▶ Problems to solve
- a) In the column about the OFs' conversations, for how long has the local snapping turtle been watched?
- b) Continue the column about the OFs' conversations from its last sentence.

▶ Page excerpt

★ ★ ★

As the discussion on the weather continued, it drifted into a discussion on our locales versus that of moving or being a snowbird in warmer climates, or leaving and staying. This led to what creeps and crawls in the south and the west.

The OFs did not want to encounter alligators in their backyards, or some of the nasty snakes that creep hither and yon in either direction, south or west. One OF said he is not a fan of scorpions either; just the word makes him uneasy.

Another OF said he heard of snakes falling out of trees. Most of the OFs have heard stories like that but some are not too sure about the facts in these tales.

One OF said we have our share of snakes up here that are not so nice.

“Yeah,” another OF said, “but at least up here you can see them and hear them; down there, (meaning southern states) these snakes are small as well as nasty. And there are the spiders — those black widows.” 

The other OF said, “We have our nasty spiders here too!”

So the OFs started swapping stories about alligators, snakes, and spiders and this scribe could fill up the whole paper on spiders and snakes, and the virus. One OF said, if taxes get any higher in this state, he will put up with the spiders, snakes, scorpions, and alligators, just to get someplace where he can keep at least some of his money for himself.

One thing these few really warm days (in the waning days of winter) prompted was a few of the OFs who have motorcycles got them out, polished them up, and got ready for the season. A few even got the lawn tractors out and started them up, changed the oil, and they, too, got ready for the season.

Then going back to the earlier discussion on the weather, a few of the realists commented again that winter isn’t over, but one OF said at least we are ready when it is over.

Celebrity turtle

Then the OFs mixed conversations together, talking about critters again, only this time it was about a local snapping turtle that is huge and is old. The OFs said he hasn’t been around lately.

Those OFs who knew this reptile said they haven’t seen him or her around either. This turtle has been watched for at least 15 years or so about the same place and about the same time twice a year.

The turtle is not hard to spot because of its size and the OFs say it also has moss growing on the top of its shell. One OF said, “I hope no one has messed with him because the turtle is kind of a celebrity.”

Feeling of home

There is a phrase “ontogeny-recapitulates-phylogeny” and the OFs discuss this quite often, without even knowing it. Well, so thinks this scribe anyhow, by traveling back to when they were really young, and then fairly young, and then family guys, into what they are now.

★ ★ ★

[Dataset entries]
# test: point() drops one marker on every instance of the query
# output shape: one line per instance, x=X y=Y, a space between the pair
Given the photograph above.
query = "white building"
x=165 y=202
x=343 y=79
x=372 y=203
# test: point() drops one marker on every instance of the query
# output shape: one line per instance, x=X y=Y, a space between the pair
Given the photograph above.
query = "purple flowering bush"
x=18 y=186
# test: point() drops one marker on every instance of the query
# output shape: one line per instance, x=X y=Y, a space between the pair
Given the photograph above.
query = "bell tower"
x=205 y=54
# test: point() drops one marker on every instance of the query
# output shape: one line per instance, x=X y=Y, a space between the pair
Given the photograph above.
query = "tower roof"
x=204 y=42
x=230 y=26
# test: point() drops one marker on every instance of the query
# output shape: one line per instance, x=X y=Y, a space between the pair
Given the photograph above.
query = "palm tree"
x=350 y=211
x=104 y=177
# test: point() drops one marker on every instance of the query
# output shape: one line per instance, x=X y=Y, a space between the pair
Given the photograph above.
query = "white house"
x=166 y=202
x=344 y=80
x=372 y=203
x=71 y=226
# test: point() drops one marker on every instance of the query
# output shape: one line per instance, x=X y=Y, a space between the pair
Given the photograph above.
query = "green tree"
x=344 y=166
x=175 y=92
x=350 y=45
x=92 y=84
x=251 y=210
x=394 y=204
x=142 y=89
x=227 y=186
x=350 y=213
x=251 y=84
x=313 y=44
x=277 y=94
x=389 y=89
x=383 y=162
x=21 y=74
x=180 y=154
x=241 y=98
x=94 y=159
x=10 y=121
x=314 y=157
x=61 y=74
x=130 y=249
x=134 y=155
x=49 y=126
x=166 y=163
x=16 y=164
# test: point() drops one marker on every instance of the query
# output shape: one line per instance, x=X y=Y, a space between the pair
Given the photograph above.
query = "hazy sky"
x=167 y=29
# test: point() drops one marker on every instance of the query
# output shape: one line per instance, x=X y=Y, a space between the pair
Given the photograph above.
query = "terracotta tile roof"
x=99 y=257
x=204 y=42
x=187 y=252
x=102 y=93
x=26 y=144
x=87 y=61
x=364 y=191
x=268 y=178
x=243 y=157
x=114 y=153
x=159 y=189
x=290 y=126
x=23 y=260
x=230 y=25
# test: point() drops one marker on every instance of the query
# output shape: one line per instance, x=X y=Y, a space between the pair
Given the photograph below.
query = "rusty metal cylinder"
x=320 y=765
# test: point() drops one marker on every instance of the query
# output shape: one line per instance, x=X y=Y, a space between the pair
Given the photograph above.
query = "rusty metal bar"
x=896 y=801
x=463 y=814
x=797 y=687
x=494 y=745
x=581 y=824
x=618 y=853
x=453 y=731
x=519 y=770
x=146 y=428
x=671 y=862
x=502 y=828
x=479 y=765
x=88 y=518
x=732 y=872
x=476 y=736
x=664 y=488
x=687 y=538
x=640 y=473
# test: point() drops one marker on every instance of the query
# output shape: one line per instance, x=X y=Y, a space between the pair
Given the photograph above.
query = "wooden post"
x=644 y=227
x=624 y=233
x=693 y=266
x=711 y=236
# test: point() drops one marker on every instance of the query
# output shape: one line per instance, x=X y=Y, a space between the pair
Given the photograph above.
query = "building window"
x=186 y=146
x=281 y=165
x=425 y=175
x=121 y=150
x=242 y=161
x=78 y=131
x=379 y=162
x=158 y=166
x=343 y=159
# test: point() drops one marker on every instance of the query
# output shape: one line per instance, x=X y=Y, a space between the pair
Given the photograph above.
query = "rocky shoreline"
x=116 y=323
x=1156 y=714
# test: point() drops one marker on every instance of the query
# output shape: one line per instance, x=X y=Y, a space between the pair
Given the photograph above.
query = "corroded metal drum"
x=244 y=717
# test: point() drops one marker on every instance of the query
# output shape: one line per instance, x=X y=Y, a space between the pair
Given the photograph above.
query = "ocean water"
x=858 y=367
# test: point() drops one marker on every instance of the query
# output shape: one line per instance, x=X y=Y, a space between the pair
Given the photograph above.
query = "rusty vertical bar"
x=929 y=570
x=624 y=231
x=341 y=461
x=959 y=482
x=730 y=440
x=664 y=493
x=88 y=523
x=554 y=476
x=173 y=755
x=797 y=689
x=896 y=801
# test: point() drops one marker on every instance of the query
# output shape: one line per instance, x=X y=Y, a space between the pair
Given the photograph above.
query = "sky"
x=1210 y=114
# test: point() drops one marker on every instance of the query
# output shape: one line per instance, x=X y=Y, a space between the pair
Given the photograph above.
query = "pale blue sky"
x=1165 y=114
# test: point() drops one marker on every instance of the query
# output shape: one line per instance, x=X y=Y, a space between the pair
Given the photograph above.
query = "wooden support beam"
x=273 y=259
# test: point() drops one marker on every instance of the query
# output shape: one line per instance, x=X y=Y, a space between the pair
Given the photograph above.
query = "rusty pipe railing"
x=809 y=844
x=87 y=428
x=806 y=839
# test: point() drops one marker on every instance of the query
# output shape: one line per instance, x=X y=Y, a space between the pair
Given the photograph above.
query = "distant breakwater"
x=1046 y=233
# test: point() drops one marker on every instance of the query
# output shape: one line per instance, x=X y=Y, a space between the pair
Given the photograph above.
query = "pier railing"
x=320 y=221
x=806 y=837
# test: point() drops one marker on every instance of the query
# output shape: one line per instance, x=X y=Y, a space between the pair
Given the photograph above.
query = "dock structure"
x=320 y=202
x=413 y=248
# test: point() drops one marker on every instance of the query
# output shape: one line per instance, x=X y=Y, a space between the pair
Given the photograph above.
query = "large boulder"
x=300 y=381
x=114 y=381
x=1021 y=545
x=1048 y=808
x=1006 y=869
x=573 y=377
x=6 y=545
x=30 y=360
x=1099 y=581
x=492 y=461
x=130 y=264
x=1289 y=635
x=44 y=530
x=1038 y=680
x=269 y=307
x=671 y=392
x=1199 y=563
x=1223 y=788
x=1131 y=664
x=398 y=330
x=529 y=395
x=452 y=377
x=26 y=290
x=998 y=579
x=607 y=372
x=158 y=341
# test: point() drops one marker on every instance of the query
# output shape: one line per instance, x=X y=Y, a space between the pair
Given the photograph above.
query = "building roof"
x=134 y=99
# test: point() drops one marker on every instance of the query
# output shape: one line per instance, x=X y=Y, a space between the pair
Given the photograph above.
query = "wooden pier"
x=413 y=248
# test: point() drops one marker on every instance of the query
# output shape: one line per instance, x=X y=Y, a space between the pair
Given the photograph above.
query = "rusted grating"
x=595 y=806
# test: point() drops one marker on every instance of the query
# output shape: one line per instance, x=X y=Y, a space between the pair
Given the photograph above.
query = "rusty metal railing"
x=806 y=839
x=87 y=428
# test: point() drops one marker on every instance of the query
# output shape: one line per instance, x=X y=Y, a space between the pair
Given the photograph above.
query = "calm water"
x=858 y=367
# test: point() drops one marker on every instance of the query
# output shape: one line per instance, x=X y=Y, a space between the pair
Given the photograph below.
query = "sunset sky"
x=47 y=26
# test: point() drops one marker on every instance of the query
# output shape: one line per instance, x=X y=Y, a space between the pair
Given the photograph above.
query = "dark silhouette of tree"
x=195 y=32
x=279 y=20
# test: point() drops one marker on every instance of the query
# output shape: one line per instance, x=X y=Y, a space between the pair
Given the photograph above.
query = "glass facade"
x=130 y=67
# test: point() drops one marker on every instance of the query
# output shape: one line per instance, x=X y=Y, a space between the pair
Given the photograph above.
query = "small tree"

★ ★ ★

▶ Answers by item
- a) At least 15 years or so.

- b)
The OFs, and this scribe included, discuss what they did when they were traveling through time to where they are now. They muse over how the past shaped their future and how what they did then will probably wind up on their tombstone instead of what they do now. (This does not always happen but most of the time it does.)

Tuesday morning, some of that was mixed in with the spiders and snakes, and old friends. These were good friends. However, once the OFs reached 80 years, many were gone.

One OF said all his good friends are gone and he did not really cultivate new ones while the old ones were still around. Now that they are all gone, he has friends, but not like those who have passed away. What keeps him here now is the feeling of home, because most of his family is spread not only all over the country, but the world, so spiders and snakes will not keep him here, but home does.

The Old Men of the Mountain who made it to the Country Café in Schoharie to be with friends and have a cup of coffee and a breakfast, shoot the breeze for a little while, and even make plans for the rest of the day, or in the future, were: Miner Stevens, Roger Chapman, George Washburn, Robie Osterman, Bill Lichliter, Rich LaGrange, Harold Guest, Wally Guest, John Rossmann, Glenn Patterson, Joe Rack, Otis Lawyer, Mark Traver, Jake Herzog, Karl Remmers, Rev. Jay Francis, Herb Bahrmann, Gerry Irwin, Lou Schenck, Mace Porter, Jamey Dairah, Marty Herzog, Ted Feurer, Jake Lederman, Warren Willsey, Mike Willsey, Russ Pokorny, Elwood Vanderbilt, Fred Crounse, Bob Donnelly, Harold Grippen, and me.